_What is expected_. Retype the passage of the interview transcript from "PENN: I've got" to "I do elsewhere." without any changes.

Tonight he's talking about his bold plan to keep America great starting with his hometown of Chicago.

And an exclusive interview later with Sean Penn. He's being honored here by the Peace Prize winners for his commitment to human rights. Listen to what he says about that.

(BEGIN VIDEO CLIP)

PENN: I've got a better grasp of the -- of what my mission is in Haiti and so that I'll be able to take the things that I've been affected by there and perhaps they'll fit somehow into the work I do elsewhere.

(END VIDEO CLIP) MORGAN: Our big story tonight. Rahm Emanuel. We're here at Von Steuben High School, one of several Chicago schools where Mayor Emanuel has brought Nobel Peace Prize winners to speak with students. He joins me now for a primetime exclusive.

Mr. Mayor, welcome.

EMANUEL: Thank you.

MORGAN: Or rather, thank you for welcoming me.

EMANUEL: Yes.

MORGAN: Are you aware of the history of this school? Baron Von Steuben?

EMANUEL: Are you aware of the history?

MORGAN: Well, I'm aware that he was George Washington's ruthless chief of staff --

EMANUEL: Right.

(LAUGHTER)

MORGAN: And therefore personally responsible for annihilating a lot of Brits.

EMANUEL: Von Steuben did, actually was in the Army, as you know. He was also on -- I mean Hamilton has a view of whether he was not, in fact, Washington's chief of staff. Obviously the history you're missing is my mother graduated from here.

MORGAN: Really?

EMANUEL: Yes. So there's more than just the history the -- of the name of the school. And if I didn't mention that, it'd be a long year for me.

(LAUGHTER)

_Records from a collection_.
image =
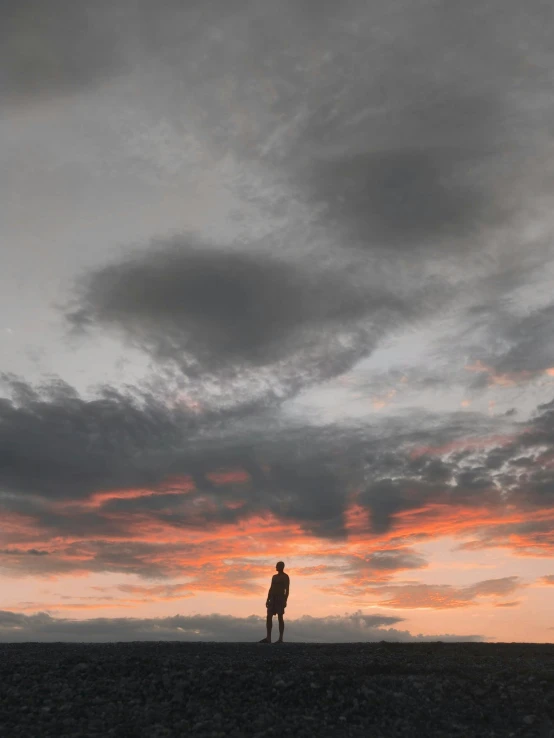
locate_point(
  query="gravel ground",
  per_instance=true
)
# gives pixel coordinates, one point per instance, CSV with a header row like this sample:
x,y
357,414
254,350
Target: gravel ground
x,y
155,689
--
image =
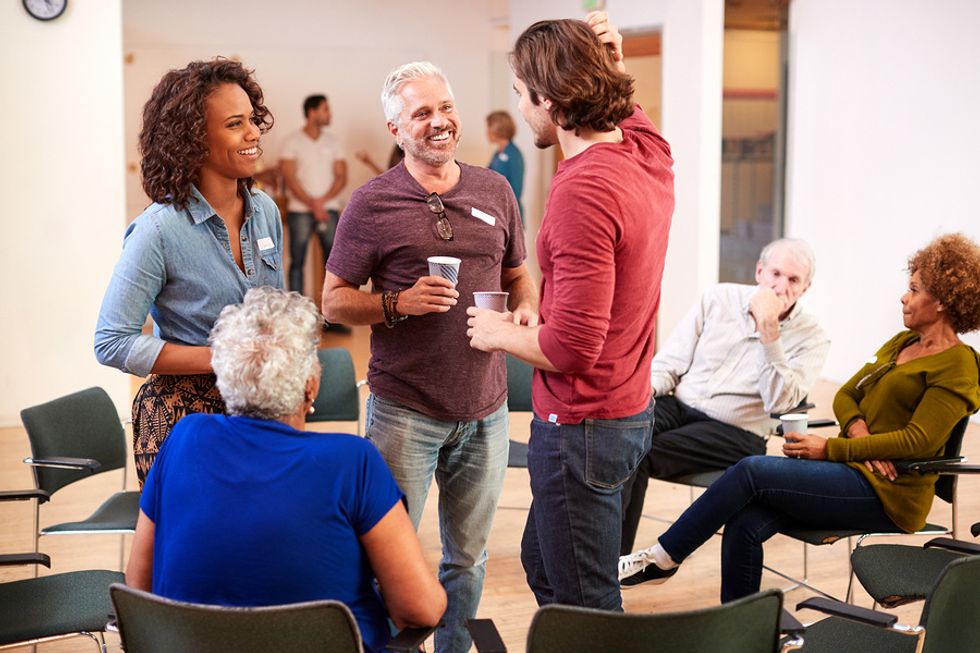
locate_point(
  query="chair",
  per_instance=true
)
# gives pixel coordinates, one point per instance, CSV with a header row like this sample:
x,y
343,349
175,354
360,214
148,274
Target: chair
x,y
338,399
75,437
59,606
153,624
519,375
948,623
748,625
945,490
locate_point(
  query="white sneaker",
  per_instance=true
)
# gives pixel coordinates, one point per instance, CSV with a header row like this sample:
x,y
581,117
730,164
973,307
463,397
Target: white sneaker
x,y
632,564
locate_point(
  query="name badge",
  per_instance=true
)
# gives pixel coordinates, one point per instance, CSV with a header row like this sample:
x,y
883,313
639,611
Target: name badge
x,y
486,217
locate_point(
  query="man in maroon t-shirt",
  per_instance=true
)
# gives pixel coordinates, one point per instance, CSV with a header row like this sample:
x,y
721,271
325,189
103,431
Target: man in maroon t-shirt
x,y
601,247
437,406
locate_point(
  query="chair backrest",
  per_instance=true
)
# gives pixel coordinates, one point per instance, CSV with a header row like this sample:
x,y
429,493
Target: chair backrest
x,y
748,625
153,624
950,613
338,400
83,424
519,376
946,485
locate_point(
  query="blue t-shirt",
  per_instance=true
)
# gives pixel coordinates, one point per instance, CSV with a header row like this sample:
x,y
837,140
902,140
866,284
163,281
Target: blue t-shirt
==
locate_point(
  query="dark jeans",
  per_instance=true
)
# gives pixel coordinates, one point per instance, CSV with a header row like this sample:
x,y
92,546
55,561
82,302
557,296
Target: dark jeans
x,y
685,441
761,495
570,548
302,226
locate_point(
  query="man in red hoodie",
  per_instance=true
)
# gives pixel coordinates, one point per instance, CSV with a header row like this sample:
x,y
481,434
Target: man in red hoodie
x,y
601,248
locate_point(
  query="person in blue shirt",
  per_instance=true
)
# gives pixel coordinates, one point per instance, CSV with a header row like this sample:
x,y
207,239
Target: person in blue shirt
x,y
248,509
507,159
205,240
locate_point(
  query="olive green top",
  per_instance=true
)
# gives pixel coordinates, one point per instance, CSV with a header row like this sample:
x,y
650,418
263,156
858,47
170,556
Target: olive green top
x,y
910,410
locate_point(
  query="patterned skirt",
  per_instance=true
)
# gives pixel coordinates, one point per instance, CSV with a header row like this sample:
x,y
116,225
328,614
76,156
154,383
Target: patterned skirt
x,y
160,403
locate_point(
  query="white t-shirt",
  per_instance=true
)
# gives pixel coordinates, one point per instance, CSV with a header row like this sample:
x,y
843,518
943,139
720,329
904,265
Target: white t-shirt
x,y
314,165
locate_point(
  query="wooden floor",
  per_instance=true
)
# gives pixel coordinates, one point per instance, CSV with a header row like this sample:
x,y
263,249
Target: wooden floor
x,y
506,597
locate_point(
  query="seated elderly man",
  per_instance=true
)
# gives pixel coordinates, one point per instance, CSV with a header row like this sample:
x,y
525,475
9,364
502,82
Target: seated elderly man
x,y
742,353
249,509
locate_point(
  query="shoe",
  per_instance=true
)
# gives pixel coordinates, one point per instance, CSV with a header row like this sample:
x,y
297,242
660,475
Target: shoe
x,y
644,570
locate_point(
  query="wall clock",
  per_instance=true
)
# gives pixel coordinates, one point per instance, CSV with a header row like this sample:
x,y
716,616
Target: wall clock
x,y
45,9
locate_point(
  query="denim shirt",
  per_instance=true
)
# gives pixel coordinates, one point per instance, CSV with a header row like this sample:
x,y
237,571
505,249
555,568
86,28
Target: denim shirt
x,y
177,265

_Answer for this exercise_.
PENN: I've got a better grasp of the -- of what my mission is in Haiti and so that I'll be able to take the things that I've been affected by there and perhaps they'll fit somehow into the work I do elsewhere.